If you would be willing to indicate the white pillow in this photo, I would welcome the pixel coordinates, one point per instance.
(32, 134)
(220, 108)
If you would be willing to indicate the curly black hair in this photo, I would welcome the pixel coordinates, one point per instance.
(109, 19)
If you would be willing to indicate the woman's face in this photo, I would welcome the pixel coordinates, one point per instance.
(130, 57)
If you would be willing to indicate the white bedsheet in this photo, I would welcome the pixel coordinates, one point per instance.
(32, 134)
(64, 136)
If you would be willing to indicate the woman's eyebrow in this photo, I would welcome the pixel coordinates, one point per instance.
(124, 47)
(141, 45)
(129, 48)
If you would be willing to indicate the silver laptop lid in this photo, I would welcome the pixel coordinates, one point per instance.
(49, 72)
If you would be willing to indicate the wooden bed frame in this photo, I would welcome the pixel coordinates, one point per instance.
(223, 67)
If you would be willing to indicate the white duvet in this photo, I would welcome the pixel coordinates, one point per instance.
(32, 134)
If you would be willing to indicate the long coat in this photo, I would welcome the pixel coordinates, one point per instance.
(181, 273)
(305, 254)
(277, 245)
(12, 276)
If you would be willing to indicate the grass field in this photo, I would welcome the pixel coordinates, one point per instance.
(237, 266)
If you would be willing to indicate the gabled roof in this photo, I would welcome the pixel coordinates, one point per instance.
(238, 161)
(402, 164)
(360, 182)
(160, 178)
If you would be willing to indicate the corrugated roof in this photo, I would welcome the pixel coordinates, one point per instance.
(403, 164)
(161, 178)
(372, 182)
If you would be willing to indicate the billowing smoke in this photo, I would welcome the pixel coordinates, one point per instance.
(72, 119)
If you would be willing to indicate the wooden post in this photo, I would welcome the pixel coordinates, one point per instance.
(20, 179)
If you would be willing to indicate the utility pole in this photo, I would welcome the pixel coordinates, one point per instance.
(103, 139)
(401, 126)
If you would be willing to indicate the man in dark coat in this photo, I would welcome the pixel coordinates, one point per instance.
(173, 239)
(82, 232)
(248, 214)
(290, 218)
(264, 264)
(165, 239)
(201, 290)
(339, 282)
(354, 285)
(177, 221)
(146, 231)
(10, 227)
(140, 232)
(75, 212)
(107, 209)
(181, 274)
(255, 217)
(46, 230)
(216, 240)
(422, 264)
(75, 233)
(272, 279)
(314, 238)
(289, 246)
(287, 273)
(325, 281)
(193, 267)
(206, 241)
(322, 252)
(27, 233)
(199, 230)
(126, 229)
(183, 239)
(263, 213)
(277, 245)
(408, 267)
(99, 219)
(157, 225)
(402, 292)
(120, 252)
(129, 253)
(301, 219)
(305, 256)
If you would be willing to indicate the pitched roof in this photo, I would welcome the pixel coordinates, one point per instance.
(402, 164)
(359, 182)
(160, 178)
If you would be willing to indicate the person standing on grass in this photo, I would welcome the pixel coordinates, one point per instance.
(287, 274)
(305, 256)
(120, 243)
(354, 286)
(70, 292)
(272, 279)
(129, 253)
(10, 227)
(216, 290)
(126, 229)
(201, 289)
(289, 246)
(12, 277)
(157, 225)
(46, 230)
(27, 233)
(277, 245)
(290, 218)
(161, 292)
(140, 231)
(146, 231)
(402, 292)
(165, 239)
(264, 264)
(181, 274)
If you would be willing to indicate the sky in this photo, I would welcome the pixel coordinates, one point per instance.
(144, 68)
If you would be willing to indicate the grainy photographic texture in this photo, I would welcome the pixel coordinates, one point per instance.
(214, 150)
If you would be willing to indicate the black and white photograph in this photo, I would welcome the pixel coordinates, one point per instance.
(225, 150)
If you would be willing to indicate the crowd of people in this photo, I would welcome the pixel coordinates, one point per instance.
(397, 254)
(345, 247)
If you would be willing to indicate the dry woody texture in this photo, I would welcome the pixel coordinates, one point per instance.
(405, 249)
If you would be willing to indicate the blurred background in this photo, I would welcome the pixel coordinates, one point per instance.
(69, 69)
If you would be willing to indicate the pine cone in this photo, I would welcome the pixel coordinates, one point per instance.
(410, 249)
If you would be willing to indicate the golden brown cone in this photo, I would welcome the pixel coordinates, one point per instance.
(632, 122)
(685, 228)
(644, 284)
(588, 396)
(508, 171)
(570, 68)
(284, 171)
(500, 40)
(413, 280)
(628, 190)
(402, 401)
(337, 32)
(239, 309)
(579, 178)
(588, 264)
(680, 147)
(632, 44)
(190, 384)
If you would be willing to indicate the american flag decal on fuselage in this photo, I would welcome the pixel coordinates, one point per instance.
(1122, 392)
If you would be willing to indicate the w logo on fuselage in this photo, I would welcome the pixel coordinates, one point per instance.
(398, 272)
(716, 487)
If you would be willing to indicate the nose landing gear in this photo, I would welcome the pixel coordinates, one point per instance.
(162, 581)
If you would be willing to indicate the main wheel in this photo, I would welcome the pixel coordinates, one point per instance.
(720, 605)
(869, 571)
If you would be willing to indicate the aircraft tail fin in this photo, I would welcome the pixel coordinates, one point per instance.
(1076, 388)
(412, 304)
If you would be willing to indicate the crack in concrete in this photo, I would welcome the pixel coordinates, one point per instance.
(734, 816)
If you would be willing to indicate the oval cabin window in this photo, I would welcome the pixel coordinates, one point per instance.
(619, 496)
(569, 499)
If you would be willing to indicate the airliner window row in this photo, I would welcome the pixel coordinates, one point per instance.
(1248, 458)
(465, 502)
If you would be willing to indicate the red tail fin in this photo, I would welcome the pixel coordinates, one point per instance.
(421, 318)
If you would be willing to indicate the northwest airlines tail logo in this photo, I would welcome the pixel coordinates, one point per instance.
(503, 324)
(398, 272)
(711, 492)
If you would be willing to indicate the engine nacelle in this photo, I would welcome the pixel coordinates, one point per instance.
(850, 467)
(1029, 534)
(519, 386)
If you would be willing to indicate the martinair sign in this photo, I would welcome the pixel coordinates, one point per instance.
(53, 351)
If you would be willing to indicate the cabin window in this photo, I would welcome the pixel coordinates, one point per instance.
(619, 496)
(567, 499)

* **Request**:
Swap "engine nacelle" for "engine housing" in the stretch from the line containing "If you would be willing to indicate the airliner" through the end of the items. Return only those lines, with everything else unchanged.

* **Correct answer**:
If you would be willing to indicate the airliner window row in this photo, I would welcome the pixel coordinates, one point per instance.
(1248, 458)
(465, 502)
If you would be willing to indicate the red tail fin in this photo, I would welcome the pixel coordinates, one point per instance.
(421, 318)
If you would be willing to indicate the northwest airlines tail logo in this photo, I would welcome the pixel coordinates, one point per instance.
(503, 324)
(398, 272)
(711, 492)
If you would be willing to indicate the engine housing in this photo, I would welcome the pixel coordinates, one point per instance.
(850, 467)
(1029, 534)
(519, 386)
If you would be willing to indicate the martinair sign in this photo, I would welcome the pixel coordinates, one point per instance.
(53, 351)
If you would be willing to indicate the cabin window in this photo, I would welcome the pixel coordinates, one point per instance.
(619, 496)
(567, 499)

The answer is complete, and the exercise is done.